- Problem details
Make an exact copy of the lines below.

-- Start --

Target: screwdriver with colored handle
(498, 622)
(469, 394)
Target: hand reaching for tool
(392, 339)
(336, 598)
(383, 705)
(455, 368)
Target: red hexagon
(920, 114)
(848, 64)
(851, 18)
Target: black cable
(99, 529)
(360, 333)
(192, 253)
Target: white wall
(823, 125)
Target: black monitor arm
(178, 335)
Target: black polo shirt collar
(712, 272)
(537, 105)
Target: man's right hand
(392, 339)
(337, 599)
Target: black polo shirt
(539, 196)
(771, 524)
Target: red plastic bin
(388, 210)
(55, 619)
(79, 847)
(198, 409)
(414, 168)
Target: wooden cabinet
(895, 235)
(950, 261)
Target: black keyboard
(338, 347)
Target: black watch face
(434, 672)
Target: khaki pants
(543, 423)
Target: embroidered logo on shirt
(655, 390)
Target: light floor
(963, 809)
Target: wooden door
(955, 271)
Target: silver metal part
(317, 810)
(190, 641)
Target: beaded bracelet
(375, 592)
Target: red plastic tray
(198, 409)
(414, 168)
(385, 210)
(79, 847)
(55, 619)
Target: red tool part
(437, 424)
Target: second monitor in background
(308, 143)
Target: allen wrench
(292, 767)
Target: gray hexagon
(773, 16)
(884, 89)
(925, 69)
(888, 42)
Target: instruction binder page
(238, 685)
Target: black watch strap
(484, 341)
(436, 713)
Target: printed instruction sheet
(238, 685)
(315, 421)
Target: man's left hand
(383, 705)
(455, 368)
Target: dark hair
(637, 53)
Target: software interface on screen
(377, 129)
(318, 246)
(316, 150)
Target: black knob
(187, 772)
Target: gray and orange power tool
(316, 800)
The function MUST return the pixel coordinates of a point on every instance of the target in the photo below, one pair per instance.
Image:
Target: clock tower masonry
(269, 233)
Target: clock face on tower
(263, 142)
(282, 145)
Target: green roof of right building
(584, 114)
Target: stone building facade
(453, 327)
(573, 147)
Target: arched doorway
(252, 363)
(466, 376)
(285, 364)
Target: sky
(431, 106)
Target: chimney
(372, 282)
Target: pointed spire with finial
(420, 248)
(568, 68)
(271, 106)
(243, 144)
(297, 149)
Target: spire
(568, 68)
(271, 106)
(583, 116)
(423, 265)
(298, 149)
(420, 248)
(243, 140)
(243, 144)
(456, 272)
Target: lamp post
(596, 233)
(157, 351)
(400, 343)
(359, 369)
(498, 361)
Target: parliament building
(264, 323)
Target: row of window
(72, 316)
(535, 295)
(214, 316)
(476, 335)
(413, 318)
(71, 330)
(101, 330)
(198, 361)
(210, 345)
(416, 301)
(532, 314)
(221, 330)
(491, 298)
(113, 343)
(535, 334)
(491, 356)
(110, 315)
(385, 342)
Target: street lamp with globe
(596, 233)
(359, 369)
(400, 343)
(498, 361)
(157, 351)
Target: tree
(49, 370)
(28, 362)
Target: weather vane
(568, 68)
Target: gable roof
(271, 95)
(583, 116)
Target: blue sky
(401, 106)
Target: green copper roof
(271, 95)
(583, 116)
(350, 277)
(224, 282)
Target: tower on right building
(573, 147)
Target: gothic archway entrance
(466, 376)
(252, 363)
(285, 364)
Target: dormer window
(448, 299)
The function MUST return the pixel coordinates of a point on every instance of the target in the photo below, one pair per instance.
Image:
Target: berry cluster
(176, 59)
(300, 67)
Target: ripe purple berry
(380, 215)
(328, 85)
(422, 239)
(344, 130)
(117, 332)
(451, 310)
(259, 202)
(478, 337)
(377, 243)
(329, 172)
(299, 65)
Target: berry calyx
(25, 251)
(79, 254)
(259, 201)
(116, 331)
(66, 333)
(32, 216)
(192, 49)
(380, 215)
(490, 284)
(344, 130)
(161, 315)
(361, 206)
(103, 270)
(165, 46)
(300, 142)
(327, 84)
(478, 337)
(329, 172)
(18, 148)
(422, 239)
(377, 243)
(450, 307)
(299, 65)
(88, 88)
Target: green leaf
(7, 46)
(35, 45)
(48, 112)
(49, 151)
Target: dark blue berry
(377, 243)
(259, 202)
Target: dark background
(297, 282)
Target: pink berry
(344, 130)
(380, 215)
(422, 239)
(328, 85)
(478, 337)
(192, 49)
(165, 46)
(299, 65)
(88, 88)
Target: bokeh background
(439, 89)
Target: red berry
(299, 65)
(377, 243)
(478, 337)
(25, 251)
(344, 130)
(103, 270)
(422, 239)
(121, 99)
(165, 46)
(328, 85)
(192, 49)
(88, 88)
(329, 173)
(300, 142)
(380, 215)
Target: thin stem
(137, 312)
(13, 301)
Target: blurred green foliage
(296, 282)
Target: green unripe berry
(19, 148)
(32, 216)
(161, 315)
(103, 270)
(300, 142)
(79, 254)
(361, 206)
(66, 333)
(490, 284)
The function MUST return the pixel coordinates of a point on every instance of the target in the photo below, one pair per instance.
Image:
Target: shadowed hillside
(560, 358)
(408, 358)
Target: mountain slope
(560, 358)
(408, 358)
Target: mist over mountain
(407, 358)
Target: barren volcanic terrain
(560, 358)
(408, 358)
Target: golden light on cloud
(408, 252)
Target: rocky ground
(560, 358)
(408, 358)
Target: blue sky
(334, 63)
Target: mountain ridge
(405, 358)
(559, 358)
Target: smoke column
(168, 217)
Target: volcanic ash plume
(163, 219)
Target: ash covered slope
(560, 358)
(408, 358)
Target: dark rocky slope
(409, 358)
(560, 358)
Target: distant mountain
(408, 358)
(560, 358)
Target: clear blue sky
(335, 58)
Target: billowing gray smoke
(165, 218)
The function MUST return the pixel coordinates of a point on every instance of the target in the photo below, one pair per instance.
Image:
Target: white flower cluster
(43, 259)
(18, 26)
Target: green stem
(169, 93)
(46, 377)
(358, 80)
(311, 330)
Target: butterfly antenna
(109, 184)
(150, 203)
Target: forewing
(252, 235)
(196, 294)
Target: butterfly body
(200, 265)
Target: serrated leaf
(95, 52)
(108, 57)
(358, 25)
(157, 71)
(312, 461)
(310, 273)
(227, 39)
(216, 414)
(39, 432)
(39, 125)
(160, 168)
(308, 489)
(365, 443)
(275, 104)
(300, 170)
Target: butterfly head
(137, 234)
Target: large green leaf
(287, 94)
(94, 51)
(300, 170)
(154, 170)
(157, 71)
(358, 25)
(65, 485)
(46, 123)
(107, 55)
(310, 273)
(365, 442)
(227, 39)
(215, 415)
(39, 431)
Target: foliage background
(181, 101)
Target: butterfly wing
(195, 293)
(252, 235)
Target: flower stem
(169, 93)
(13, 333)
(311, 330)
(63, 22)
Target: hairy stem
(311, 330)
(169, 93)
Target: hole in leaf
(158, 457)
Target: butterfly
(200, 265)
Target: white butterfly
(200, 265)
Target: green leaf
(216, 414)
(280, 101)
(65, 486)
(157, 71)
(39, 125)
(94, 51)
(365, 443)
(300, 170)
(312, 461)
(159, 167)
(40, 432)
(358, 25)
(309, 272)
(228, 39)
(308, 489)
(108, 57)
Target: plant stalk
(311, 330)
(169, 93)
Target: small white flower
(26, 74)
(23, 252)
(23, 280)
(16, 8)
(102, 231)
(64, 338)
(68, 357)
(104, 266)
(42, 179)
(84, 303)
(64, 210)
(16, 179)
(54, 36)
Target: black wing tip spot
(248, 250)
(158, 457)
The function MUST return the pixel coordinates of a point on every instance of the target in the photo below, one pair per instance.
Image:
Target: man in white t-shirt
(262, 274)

-- End --

- Result for this task
Target: screwdriver with colored handle
(498, 622)
(469, 394)
Target: hand reaching for tool
(392, 339)
(336, 598)
(383, 705)
(455, 368)
Target: red hexagon
(920, 114)
(848, 64)
(851, 18)
Target: black cable
(99, 529)
(360, 333)
(192, 253)
Target: white wall
(823, 125)
Target: black monitor arm
(178, 335)
Target: black polo shirt collar
(712, 272)
(537, 105)
Target: man's right hand
(392, 339)
(337, 599)
Target: black polo shirt
(539, 196)
(771, 524)
Target: red plastic bin
(388, 210)
(55, 619)
(79, 847)
(198, 409)
(414, 168)
Target: wooden cabinet
(895, 235)
(950, 261)
Target: black keyboard
(338, 347)
Target: black watch face
(434, 672)
Target: khaki pants
(543, 423)
Target: embroidered logo on shirt
(655, 390)
Target: light floor
(963, 809)
Target: wooden door
(955, 271)
Target: silver metal part
(317, 810)
(190, 641)
Target: beaded bracelet
(375, 592)
Target: red plastic tray
(198, 409)
(414, 168)
(385, 210)
(79, 847)
(55, 619)
Target: red tool part
(437, 424)
Target: second monitor in background
(308, 143)
Target: allen wrench
(292, 767)
Target: gray hexagon
(773, 16)
(884, 89)
(925, 69)
(888, 42)
Target: instruction binder page
(238, 685)
Target: black watch strap
(484, 341)
(436, 713)
Target: printed instruction sheet
(238, 685)
(315, 421)
Target: man's left hand
(383, 705)
(455, 368)
Target: dark hair
(637, 53)
Target: software interface on screen
(377, 129)
(318, 246)
(316, 150)
Target: black knob
(187, 772)
Target: gray and orange power tool
(316, 800)
The function MUST return the pixel coordinates of a point on every instance of the target in the photo below, one pair per instance.
Image:
Target: clock tower masonry
(269, 233)
Target: clock face on tower
(263, 142)
(282, 145)
Target: green roof of right building
(584, 114)
Target: stone building facade
(453, 327)
(573, 147)
Target: arched doorway
(252, 363)
(466, 376)
(285, 364)
Target: sky
(431, 106)
Target: chimney
(372, 282)
Target: pointed spire with finial
(420, 248)
(568, 68)
(271, 106)
(243, 144)
(297, 149)
Target: spire
(568, 68)
(271, 106)
(583, 116)
(423, 265)
(298, 149)
(420, 248)
(243, 140)
(243, 144)
(456, 272)
Target: lamp post
(596, 233)
(157, 351)
(400, 343)
(359, 369)
(498, 361)
Target: parliament building
(264, 323)
Target: row of window
(72, 316)
(535, 295)
(214, 316)
(476, 335)
(413, 318)
(71, 330)
(101, 330)
(198, 361)
(210, 345)
(416, 301)
(532, 314)
(221, 330)
(491, 298)
(113, 343)
(535, 334)
(491, 356)
(110, 315)
(385, 342)
Target: street lamp with globe
(596, 233)
(359, 369)
(400, 343)
(498, 361)
(157, 351)
Target: tree
(49, 370)
(28, 362)
Target: weather vane
(568, 68)
Target: gable roof
(271, 95)
(583, 116)
Target: blue sky
(401, 106)
Target: green copper roof
(271, 95)
(583, 116)
(350, 277)
(224, 282)
Target: tower on right building
(573, 147)
Target: gothic archway entrance
(466, 376)
(252, 363)
(285, 364)
Target: dormer window
(448, 299)
The function MUST return the pixel coordinates of a point on every instance of the target in the photo below, one pair per instance.
Image:
Target: berry cluster
(176, 59)
(300, 67)
Target: ripe purple berry
(380, 215)
(328, 85)
(422, 239)
(344, 130)
(117, 332)
(451, 310)
(259, 202)
(478, 337)
(377, 243)
(329, 172)
(299, 65)
Target: berry calyx
(25, 251)
(79, 254)
(259, 201)
(116, 331)
(66, 333)
(32, 216)
(192, 49)
(380, 215)
(490, 284)
(344, 130)
(161, 315)
(361, 206)
(103, 270)
(165, 46)
(300, 142)
(327, 84)
(478, 337)
(329, 172)
(18, 148)
(422, 239)
(377, 243)
(450, 307)
(299, 65)
(88, 88)
Target: green leaf
(7, 46)
(35, 45)
(48, 112)
(49, 151)
Target: dark blue berry
(377, 243)
(259, 202)
Target: dark background
(297, 282)
Target: pink berry
(344, 130)
(380, 215)
(422, 239)
(328, 85)
(478, 337)
(192, 49)
(165, 46)
(299, 65)
(88, 88)
Target: bokeh background
(439, 89)
Target: red berry
(299, 65)
(377, 243)
(478, 337)
(25, 251)
(344, 130)
(103, 270)
(422, 239)
(121, 99)
(165, 46)
(328, 85)
(192, 49)
(88, 88)
(329, 173)
(300, 142)
(380, 215)
Target: thin stem
(137, 312)
(13, 301)
Target: blurred green foliage
(296, 282)
Target: green unripe berry
(19, 148)
(32, 216)
(161, 315)
(103, 270)
(300, 142)
(79, 254)
(361, 206)
(66, 333)
(490, 284)
The function MUST return the pixel coordinates of a point on every instance of the target in the photo below, one pair per instance.
Image:
Target: shadowed hillside
(560, 358)
(408, 358)
Target: mountain slope
(560, 358)
(408, 358)
Target: mist over mountain
(407, 358)
Target: barren volcanic terrain
(560, 358)
(408, 358)
Target: golden light on cloud
(408, 252)
Target: rocky ground
(560, 358)
(408, 358)
Target: blue sky
(334, 63)
Target: mountain ridge
(405, 358)
(559, 358)
Target: smoke column
(168, 217)
Target: volcanic ash plume
(163, 219)
Target: ash covered slope
(560, 358)
(408, 358)
Target: dark rocky slope
(409, 358)
(560, 358)
Target: distant mountain
(408, 358)
(560, 358)
Target: clear blue sky
(335, 58)
Target: billowing gray smoke
(165, 218)
The function MUST return the pixel coordinates of a point on every instance of the target in the photo below, one pair per instance.
Image:
Target: white flower cluster
(43, 259)
(18, 26)
Target: green stem
(169, 93)
(46, 377)
(358, 80)
(311, 330)
Target: butterfly antenna
(109, 184)
(150, 203)
Target: forewing
(252, 235)
(196, 294)
Target: butterfly body
(200, 265)
Target: serrated leaf
(95, 52)
(108, 57)
(358, 25)
(157, 71)
(312, 461)
(310, 273)
(227, 39)
(216, 414)
(39, 432)
(39, 125)
(160, 168)
(308, 489)
(365, 443)
(275, 104)
(300, 170)
Target: butterfly head
(137, 234)
Target: large green leaf
(287, 94)
(94, 51)
(300, 170)
(154, 170)
(157, 71)
(358, 25)
(65, 485)
(46, 123)
(107, 55)
(310, 273)
(365, 442)
(227, 39)
(215, 415)
(39, 431)
Target: foliage background
(181, 101)
Target: butterfly wing
(195, 293)
(252, 235)
Target: flower stem
(169, 93)
(13, 333)
(311, 330)
(63, 22)
Target: hairy stem
(311, 330)
(169, 93)
Target: hole in leaf
(158, 457)
Target: butterfly
(200, 265)
Target: white butterfly
(200, 265)
Target: green leaf
(216, 414)
(280, 101)
(65, 486)
(157, 71)
(39, 125)
(94, 51)
(365, 443)
(300, 170)
(312, 461)
(159, 167)
(40, 432)
(358, 25)
(309, 272)
(228, 39)
(308, 489)
(108, 57)
Target: plant stalk
(311, 330)
(169, 93)
Target: small white flower
(26, 74)
(23, 252)
(23, 280)
(16, 8)
(102, 231)
(64, 338)
(68, 357)
(104, 266)
(42, 179)
(84, 303)
(64, 210)
(16, 179)
(54, 36)
Target: black wing tip spot
(248, 250)
(158, 457)
The function MUST return the pixel coordinates of a point on every instance of the target in the photo below, one pair per instance.
Image:
Target: man in white t-shirt
(262, 274)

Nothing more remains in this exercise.